>> begin DATA TO USE

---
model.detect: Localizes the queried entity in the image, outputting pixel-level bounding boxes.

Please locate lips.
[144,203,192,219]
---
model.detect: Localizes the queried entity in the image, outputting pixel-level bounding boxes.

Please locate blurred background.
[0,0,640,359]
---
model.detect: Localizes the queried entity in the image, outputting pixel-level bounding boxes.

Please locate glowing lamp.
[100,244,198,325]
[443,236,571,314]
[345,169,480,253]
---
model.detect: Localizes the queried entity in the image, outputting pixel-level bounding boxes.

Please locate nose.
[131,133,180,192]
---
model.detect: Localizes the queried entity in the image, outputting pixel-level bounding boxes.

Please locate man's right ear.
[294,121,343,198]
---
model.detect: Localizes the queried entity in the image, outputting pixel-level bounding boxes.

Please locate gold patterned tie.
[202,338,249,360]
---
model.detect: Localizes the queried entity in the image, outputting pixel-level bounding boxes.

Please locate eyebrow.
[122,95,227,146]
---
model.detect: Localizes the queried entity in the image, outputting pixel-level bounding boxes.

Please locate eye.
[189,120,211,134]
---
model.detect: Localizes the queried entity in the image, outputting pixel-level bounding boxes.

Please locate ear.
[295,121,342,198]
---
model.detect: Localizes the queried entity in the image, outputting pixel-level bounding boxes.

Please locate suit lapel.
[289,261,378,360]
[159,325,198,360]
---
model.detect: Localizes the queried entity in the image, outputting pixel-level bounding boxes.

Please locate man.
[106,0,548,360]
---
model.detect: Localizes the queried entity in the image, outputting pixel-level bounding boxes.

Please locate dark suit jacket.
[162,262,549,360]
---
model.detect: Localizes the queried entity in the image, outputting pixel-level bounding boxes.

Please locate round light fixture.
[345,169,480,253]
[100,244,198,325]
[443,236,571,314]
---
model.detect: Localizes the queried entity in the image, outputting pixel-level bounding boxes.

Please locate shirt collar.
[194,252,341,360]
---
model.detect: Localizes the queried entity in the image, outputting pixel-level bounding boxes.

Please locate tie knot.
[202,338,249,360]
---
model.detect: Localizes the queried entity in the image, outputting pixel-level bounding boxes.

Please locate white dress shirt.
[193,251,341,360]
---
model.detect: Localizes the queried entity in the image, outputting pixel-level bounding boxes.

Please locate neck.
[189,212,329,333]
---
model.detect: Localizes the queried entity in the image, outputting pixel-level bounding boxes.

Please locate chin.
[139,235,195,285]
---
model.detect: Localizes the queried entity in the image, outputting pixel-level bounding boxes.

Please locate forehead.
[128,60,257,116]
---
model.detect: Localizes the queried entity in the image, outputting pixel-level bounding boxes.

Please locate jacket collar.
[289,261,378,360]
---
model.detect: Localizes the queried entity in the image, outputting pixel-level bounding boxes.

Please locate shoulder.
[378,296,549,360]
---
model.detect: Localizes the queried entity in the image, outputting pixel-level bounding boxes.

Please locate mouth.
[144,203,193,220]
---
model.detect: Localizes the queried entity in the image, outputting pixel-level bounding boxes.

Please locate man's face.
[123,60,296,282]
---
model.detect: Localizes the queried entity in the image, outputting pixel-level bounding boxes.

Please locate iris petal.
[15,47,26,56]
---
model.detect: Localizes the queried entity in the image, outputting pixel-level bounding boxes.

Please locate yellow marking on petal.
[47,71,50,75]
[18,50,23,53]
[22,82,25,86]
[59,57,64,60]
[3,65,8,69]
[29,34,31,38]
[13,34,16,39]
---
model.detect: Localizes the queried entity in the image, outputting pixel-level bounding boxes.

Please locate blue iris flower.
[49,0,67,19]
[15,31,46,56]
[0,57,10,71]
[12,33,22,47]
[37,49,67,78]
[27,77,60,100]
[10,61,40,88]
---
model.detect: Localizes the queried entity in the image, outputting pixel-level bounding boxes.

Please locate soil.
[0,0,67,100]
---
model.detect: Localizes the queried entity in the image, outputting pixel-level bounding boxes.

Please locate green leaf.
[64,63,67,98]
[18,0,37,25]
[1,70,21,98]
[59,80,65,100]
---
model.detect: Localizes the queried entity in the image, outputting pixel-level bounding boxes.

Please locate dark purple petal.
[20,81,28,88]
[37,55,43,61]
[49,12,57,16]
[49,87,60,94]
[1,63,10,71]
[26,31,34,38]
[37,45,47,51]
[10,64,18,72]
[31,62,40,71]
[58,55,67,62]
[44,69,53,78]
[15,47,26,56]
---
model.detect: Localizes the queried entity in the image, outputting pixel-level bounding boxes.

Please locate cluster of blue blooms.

>> end DATA TO USE

◆ **TASK GOAL**: Put each nonblank line of the material above into a JSON list of strings, one string per line.

◆ **EXERCISE RESULT**:
[
  "---",
  "model.detect: Localizes the queried entity in the image, outputting pixel-level bounding boxes.",
  "Please locate lips.",
  "[144,203,192,219]",
  "---",
  "model.detect: Localizes the queried entity in the image, outputting pixel-level bounding boxes.",
  "Please locate blurred background.",
  "[0,0,640,359]",
  "---",
  "model.detect: Localizes the queried entity in the image, outputting pixel-level bounding boxes.",
  "Please locate glowing lamp.",
  "[100,244,198,325]",
  "[443,236,571,314]",
  "[345,169,480,253]",
  "---",
  "model.detect: Localizes the queried entity in the image, outputting pixel-level bounding boxes.",
  "Please locate nose.",
  "[131,133,180,192]",
  "---",
  "model.detect: Localizes the queried entity in the image, outputting pixel-level bounding boxes.",
  "Please locate man's right ear.",
  "[294,121,343,198]",
  "---",
  "model.detect: Localizes the queried entity in the image, outputting pixel-level bounding boxes.",
  "Please locate gold patterned tie.",
  "[202,338,249,360]",
  "---",
  "model.detect: Localizes the queried entity in the image, outputting pixel-level bounding boxes.",
  "Please locate eyebrow.",
  "[122,95,227,146]",
  "---",
  "model.detect: Localizes the queried entity in the image, outputting pixel-level bounding boxes.",
  "Please locate eye.",
  "[189,120,211,134]",
  "---",
  "model.detect: Localizes the queried entity in the image, outputting pixel-level bounding boxes.",
  "Please locate ear.",
  "[295,121,342,198]",
  "---",
  "model.detect: Localizes the queried entity in the image, outputting pixel-level bounding boxes.",
  "Please locate suit lapel.",
  "[289,261,378,360]",
  "[159,325,198,360]",
  "---",
  "model.detect: Localizes the queried entity in the image, outputting pixel-level bounding boxes.",
  "Please locate man.",
  "[106,0,548,360]",
  "---",
  "model.detect: Localizes the queried entity in the image, outputting pixel-level bounding boxes.",
  "Please locate dark suit jacket.",
  "[162,262,549,360]",
  "---",
  "model.detect: Localizes the queried entity in the image, outputting pixel-level bounding boxes.",
  "Please locate round light fixture.",
  "[345,169,480,253]",
  "[100,244,198,325]",
  "[443,236,571,314]",
  "---",
  "model.detect: Localizes the queried entity in the image, outputting pixel-level bounding boxes.",
  "Please locate shirt collar.",
  "[194,252,341,360]",
  "---",
  "model.detect: Localizes the queried entity in the image, outputting pixel-level bounding boxes.",
  "Please locate tie knot.",
  "[202,338,249,360]",
  "---",
  "model.detect: Localizes the queried entity in the image, outputting pixel-level bounding boxes.",
  "Please locate white dress shirt.",
  "[193,251,341,360]",
  "---",
  "model.detect: Localizes the queried entity in the image, outputting pixel-level bounding boxes.",
  "Please locate neck.",
  "[189,212,329,333]",
  "---",
  "model.detect: Localizes the queried entity in the image, outputting pixel-level bounding boxes.",
  "Please locate chin.",
  "[139,235,195,285]",
  "---",
  "model.detect: Localizes the queried entity in the image, outputting pixel-level bounding boxes.",
  "Please locate forehead.",
  "[128,60,257,116]",
  "---",
  "model.detect: Localizes the queried entity in the image, outputting pixel-level bounding boxes.",
  "Please locate jacket collar.",
  "[289,261,378,360]",
  "---",
  "model.detect: Localizes the queried entity in the image, outputting pixel-level bounding boxes.",
  "Please locate shoulder.",
  "[378,296,549,360]",
  "---",
  "model.detect: Localizes the queried entity in the image, outputting pixel-level bounding boxes.",
  "Please locate mouth.",
  "[144,203,193,220]",
  "---",
  "model.detect: Localizes the queried entity in the image, outputting pixel-level bounding boxes.",
  "Please locate man's face.",
  "[123,60,296,282]",
  "---",
  "model.detect: Localizes the queried entity in the image, outputting pixel-level bounding boxes.",
  "Please locate iris petal.",
  "[15,47,26,56]",
  "---",
  "model.detect: Localizes the queried entity in the image, outputting pixel-level bounding boxes.",
  "Please locate yellow marking on petal.",
  "[47,71,50,75]",
  "[18,50,23,53]",
  "[22,82,25,86]",
  "[59,57,64,60]",
  "[3,65,8,69]",
  "[29,34,31,38]",
  "[13,34,16,39]",
  "---",
  "model.detect: Localizes the queried entity in the image, outputting pixel-level bounding boxes.",
  "Please locate blue iris flower.",
  "[49,0,67,19]",
  "[15,31,46,56]",
  "[0,57,10,71]",
  "[12,33,22,47]",
  "[37,49,67,78]",
  "[27,77,60,100]",
  "[10,61,40,88]",
  "---",
  "model.detect: Localizes the queried entity in the image, outputting pixel-level bounding boxes.",
  "Please locate soil.",
  "[0,0,67,100]",
  "---",
  "model.detect: Localizes the queried entity in the image, outputting pixel-level bounding boxes.",
  "Please locate green leaf.",
  "[64,63,67,98]",
  "[18,0,37,25]",
  "[1,70,21,98]",
  "[59,80,65,100]",
  "---",
  "model.detect: Localizes the queried entity in the image, outputting pixel-level bounding boxes.",
  "Please locate dark purple petal.",
  "[20,81,28,88]",
  "[37,55,43,61]",
  "[49,12,57,16]",
  "[49,87,60,94]",
  "[1,63,10,71]",
  "[26,31,34,38]",
  "[37,45,47,51]",
  "[10,64,18,72]",
  "[31,62,40,71]",
  "[58,55,67,62]",
  "[44,69,53,78]",
  "[15,47,26,56]",
  "---",
  "model.detect: Localizes the queried entity in the image, outputting pixel-level bounding boxes.",
  "Please locate cluster of blue blooms."
]